What to work on
Starting with the line that contains "Expected behaviour: a marker sits on the metal ladder, one", reproduce each line through the end of the listing below, with no other output.

Record set
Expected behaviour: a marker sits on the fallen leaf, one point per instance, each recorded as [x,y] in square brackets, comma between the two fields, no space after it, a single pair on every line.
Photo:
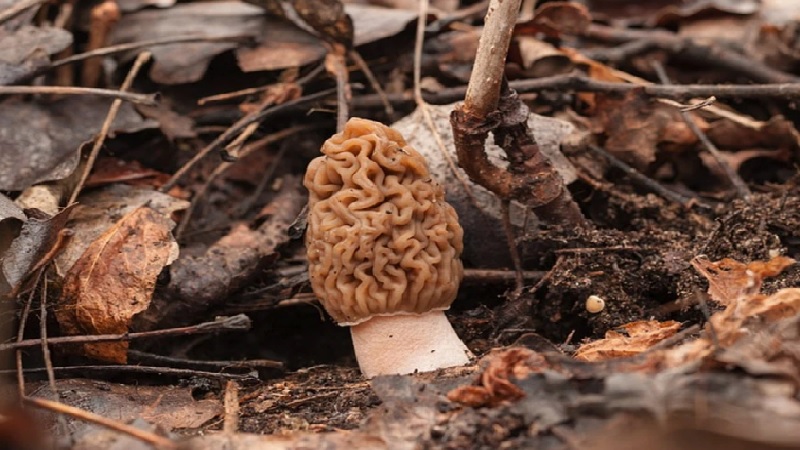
[730,281]
[38,239]
[281,44]
[40,141]
[635,339]
[26,49]
[372,23]
[100,209]
[114,280]
[172,408]
[495,383]
[635,126]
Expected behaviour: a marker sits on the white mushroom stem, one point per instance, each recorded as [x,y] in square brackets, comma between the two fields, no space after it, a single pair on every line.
[402,344]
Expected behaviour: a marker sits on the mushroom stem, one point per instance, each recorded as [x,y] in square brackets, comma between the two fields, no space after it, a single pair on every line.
[404,344]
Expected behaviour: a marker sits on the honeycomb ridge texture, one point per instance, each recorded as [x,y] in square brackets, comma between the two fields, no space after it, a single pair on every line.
[381,239]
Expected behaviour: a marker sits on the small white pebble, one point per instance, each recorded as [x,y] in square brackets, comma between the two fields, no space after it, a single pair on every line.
[595,304]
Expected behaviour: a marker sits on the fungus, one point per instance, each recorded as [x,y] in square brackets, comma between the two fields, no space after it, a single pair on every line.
[383,250]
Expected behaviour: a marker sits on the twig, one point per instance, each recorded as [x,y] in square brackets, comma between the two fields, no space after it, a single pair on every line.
[483,91]
[140,99]
[224,138]
[102,18]
[423,106]
[192,363]
[580,83]
[741,187]
[230,423]
[158,370]
[512,248]
[644,181]
[23,321]
[376,85]
[18,8]
[224,166]
[715,56]
[87,416]
[235,323]
[250,91]
[104,130]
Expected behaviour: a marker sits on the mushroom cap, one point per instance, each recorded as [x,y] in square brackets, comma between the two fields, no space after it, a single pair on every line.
[381,239]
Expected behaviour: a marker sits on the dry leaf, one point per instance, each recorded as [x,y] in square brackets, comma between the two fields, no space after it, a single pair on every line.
[40,141]
[636,338]
[494,385]
[730,281]
[114,280]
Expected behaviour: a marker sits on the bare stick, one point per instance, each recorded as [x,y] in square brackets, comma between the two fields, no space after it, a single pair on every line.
[580,83]
[87,416]
[376,85]
[230,422]
[741,187]
[224,166]
[18,8]
[104,130]
[483,90]
[136,369]
[23,321]
[140,99]
[224,138]
[239,322]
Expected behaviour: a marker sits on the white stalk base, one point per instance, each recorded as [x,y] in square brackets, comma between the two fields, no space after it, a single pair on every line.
[402,344]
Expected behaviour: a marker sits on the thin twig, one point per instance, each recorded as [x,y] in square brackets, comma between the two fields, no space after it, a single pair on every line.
[87,416]
[139,99]
[376,85]
[194,363]
[256,116]
[423,106]
[580,83]
[483,90]
[230,423]
[157,370]
[224,166]
[23,321]
[644,181]
[741,187]
[106,128]
[234,323]
[18,8]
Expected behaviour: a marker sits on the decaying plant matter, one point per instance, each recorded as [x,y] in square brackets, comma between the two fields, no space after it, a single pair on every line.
[530,179]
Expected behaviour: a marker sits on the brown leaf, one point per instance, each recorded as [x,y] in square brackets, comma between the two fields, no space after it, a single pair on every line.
[635,126]
[637,337]
[729,280]
[281,44]
[555,18]
[494,385]
[40,141]
[114,280]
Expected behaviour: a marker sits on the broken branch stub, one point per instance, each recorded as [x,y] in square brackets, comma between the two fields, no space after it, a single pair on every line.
[490,105]
[530,179]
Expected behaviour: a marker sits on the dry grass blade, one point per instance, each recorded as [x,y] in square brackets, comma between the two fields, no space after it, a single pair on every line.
[80,414]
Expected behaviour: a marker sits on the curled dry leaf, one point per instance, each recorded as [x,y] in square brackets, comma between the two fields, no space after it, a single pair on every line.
[40,237]
[115,278]
[495,384]
[635,338]
[26,49]
[730,281]
[281,44]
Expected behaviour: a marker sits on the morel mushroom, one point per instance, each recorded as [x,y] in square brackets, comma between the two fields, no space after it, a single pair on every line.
[383,250]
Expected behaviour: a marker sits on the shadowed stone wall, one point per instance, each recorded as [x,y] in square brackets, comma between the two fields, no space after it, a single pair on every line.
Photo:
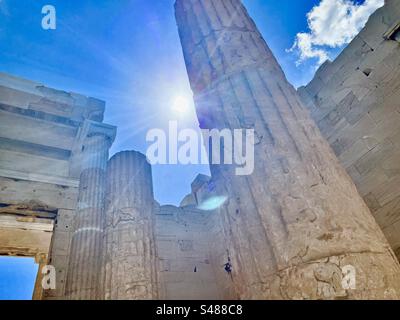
[355,100]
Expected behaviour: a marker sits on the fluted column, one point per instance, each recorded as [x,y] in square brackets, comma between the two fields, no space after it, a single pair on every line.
[129,255]
[83,277]
[293,226]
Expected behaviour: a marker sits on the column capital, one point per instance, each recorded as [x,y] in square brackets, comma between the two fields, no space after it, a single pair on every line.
[92,128]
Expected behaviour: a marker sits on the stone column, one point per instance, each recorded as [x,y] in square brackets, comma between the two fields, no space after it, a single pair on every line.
[295,226]
[83,277]
[129,261]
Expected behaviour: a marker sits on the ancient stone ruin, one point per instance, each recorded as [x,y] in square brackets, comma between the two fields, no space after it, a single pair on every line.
[326,156]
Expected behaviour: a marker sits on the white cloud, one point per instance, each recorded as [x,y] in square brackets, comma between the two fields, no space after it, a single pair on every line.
[332,24]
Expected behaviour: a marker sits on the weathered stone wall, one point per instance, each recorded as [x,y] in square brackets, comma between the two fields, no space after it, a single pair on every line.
[129,265]
[43,133]
[355,101]
[183,239]
[294,223]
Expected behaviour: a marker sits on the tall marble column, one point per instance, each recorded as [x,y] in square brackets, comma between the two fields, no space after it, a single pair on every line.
[83,277]
[296,228]
[129,252]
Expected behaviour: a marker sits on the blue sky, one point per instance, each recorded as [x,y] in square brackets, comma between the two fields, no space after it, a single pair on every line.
[17,278]
[127,52]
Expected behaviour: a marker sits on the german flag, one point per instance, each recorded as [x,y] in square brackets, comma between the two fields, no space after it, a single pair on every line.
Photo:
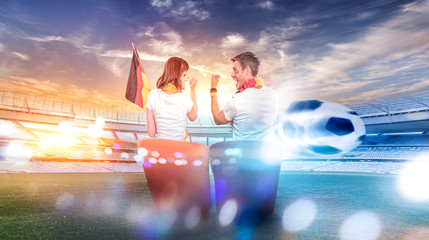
[138,86]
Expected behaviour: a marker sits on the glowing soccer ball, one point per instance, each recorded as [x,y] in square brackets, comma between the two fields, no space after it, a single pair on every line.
[316,127]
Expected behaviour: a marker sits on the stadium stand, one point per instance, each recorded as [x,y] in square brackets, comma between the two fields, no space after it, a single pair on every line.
[62,137]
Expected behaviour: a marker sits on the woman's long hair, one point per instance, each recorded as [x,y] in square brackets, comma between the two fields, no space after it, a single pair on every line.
[173,70]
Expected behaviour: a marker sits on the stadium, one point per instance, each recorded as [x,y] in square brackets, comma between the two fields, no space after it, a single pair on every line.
[75,171]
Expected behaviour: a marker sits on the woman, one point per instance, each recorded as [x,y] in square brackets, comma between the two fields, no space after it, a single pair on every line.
[167,107]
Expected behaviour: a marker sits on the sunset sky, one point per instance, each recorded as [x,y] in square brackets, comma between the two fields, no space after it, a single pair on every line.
[343,51]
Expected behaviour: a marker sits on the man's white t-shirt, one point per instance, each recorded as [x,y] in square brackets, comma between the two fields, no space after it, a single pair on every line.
[253,113]
[170,113]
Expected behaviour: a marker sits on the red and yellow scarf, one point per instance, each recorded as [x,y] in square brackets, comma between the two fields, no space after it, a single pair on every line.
[254,82]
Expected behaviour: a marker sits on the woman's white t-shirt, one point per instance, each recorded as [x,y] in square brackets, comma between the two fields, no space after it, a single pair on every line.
[170,113]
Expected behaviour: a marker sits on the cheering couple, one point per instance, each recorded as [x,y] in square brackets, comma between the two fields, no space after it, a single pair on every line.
[252,110]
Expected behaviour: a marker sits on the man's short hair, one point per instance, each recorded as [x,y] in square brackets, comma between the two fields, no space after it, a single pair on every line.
[248,59]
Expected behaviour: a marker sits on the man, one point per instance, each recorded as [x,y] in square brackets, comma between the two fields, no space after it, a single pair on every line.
[253,109]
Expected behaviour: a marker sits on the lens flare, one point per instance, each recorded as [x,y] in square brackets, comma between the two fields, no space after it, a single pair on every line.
[65,202]
[18,151]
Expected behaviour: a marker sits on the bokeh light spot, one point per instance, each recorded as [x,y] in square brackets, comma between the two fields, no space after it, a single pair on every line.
[142,152]
[197,163]
[154,154]
[216,162]
[152,160]
[228,212]
[178,154]
[362,225]
[108,151]
[192,217]
[299,215]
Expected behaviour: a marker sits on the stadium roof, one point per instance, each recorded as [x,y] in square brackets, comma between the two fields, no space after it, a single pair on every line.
[403,114]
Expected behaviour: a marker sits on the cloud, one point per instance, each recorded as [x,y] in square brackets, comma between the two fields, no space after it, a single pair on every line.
[20,56]
[233,40]
[385,50]
[266,5]
[181,10]
[161,3]
[45,38]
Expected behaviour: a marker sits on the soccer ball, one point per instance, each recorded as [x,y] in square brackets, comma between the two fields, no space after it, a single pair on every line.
[316,127]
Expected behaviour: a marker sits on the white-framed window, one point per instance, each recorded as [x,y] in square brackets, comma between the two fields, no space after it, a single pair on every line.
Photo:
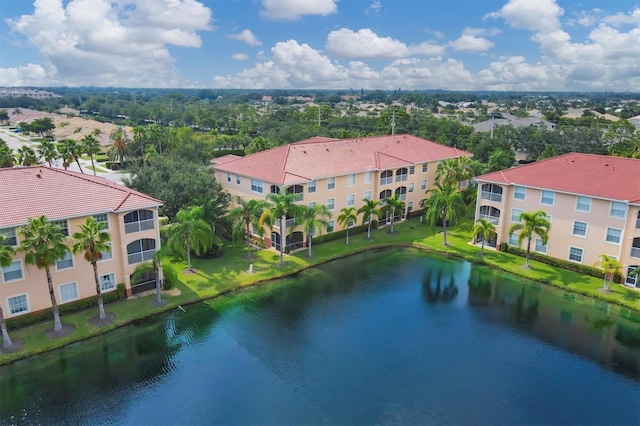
[107,282]
[18,304]
[331,183]
[65,262]
[575,254]
[68,292]
[540,247]
[102,218]
[515,215]
[579,228]
[13,272]
[331,203]
[256,186]
[583,204]
[618,209]
[613,235]
[547,197]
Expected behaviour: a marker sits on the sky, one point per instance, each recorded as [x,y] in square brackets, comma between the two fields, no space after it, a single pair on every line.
[537,45]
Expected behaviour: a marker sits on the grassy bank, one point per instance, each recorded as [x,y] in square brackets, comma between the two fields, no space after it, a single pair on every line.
[231,271]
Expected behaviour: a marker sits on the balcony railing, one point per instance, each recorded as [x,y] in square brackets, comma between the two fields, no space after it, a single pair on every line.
[491,196]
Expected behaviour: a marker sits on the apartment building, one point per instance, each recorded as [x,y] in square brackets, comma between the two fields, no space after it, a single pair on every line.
[592,202]
[68,199]
[338,173]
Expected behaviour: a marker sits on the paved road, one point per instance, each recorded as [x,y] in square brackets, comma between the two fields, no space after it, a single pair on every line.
[15,141]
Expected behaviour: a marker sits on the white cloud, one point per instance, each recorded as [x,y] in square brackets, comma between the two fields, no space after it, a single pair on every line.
[247,36]
[293,10]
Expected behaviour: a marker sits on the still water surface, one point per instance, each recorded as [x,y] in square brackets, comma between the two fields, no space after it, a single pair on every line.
[390,337]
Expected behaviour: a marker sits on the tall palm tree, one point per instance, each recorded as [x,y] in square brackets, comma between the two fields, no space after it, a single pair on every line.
[93,240]
[347,215]
[486,229]
[392,205]
[369,210]
[6,257]
[313,220]
[530,224]
[444,203]
[91,145]
[243,215]
[189,232]
[43,244]
[281,206]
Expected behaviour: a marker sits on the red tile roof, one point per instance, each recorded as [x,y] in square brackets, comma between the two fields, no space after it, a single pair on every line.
[319,157]
[27,192]
[599,176]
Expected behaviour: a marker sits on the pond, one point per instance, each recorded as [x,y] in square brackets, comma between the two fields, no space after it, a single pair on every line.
[387,337]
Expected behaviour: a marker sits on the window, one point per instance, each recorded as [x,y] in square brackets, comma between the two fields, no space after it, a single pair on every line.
[575,254]
[65,262]
[18,304]
[256,186]
[64,226]
[9,235]
[12,272]
[515,215]
[68,292]
[102,218]
[107,282]
[583,204]
[618,209]
[579,228]
[331,183]
[613,235]
[519,193]
[547,198]
[540,247]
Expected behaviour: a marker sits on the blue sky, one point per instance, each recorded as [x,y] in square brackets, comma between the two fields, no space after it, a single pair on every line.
[371,44]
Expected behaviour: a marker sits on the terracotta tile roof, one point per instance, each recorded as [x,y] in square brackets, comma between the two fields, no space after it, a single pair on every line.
[319,157]
[28,192]
[599,176]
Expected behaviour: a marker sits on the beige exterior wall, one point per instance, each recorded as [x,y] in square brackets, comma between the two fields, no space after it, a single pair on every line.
[34,282]
[599,225]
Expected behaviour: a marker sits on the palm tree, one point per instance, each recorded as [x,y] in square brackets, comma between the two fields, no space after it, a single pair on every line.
[281,206]
[530,224]
[393,204]
[313,220]
[43,244]
[610,266]
[347,216]
[486,229]
[445,203]
[188,232]
[92,241]
[243,215]
[6,257]
[369,209]
[91,146]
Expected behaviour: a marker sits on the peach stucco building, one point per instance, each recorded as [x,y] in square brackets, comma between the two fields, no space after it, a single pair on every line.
[338,173]
[68,198]
[592,201]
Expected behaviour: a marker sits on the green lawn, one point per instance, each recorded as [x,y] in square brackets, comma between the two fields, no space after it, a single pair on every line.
[231,271]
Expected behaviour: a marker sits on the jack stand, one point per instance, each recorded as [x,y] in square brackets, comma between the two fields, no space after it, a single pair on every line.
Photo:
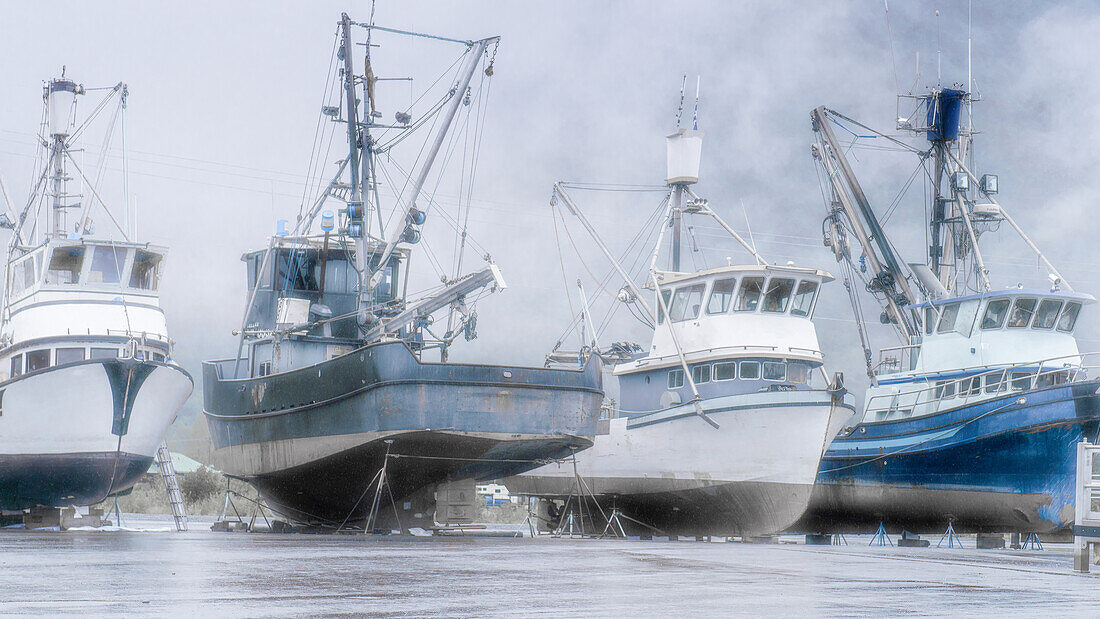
[372,519]
[221,523]
[570,524]
[615,524]
[530,522]
[259,509]
[950,537]
[118,514]
[881,538]
[1032,541]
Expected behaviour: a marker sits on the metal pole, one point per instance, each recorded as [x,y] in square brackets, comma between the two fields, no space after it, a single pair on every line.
[678,199]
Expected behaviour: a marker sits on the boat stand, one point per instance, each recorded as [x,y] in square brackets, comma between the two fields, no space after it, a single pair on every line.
[376,506]
[615,524]
[880,537]
[950,537]
[579,489]
[118,512]
[530,521]
[1031,542]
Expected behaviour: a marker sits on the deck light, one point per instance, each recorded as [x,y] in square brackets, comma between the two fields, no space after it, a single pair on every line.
[960,180]
[988,184]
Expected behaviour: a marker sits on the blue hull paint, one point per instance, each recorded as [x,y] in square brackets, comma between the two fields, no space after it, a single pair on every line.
[446,422]
[991,466]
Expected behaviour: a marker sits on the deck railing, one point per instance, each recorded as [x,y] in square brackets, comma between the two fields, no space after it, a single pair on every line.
[979,383]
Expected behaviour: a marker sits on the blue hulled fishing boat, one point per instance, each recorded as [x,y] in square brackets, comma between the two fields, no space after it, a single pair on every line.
[972,421]
[330,398]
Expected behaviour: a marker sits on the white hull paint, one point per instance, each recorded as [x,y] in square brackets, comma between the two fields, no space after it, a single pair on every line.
[744,477]
[70,410]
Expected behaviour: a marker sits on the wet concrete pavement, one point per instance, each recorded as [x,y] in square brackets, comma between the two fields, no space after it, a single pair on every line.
[240,574]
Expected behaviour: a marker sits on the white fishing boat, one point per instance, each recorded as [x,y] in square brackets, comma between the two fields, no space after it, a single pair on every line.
[722,421]
[87,384]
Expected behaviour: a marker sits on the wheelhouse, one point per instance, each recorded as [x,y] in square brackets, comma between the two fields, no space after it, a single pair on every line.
[739,290]
[70,265]
[306,269]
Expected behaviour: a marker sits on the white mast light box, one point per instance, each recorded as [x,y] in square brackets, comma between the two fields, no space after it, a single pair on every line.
[684,151]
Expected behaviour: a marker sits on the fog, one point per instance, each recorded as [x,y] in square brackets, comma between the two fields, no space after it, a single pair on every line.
[224,98]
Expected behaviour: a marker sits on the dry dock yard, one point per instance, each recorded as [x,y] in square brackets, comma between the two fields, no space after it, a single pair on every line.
[199,572]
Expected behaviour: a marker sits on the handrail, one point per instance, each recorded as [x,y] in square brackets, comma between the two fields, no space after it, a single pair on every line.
[1075,372]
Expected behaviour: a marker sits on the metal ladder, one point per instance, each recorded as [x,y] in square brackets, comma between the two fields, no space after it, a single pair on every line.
[171,484]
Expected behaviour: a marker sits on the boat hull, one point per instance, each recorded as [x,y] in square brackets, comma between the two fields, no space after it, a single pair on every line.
[994,466]
[77,433]
[312,440]
[673,473]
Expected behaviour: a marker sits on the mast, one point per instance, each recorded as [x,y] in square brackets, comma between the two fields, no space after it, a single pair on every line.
[415,217]
[61,100]
[355,202]
[889,277]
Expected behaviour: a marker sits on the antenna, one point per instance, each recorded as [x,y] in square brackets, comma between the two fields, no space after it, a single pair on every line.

Expected answer
Expected behaviour: a marker sits on the metal ladder, one point per instance, each recorded as [x,y] in square brackets, comma between the two fields, no space after it, a single pair on every line.
[171,484]
Expected behaviour: a marker sits on the boat hull, one point per instance, each recorded as [x,y] in square brackets, comma between the two fields, no space after it, a single pair on every line.
[994,466]
[77,433]
[312,440]
[673,473]
Expected behaviour: a marker sits on the mast, one point per instance, each recorded as [x,y] in square brackets, comma between the two fields, no space after it, a single pair on every line.
[415,217]
[61,100]
[355,202]
[889,277]
Expected behaviour: a marker sits on the antenna, one point per instance, each recorded as [x,y] in square brackets, comma between the two fields, no space after it, a single pair on every line.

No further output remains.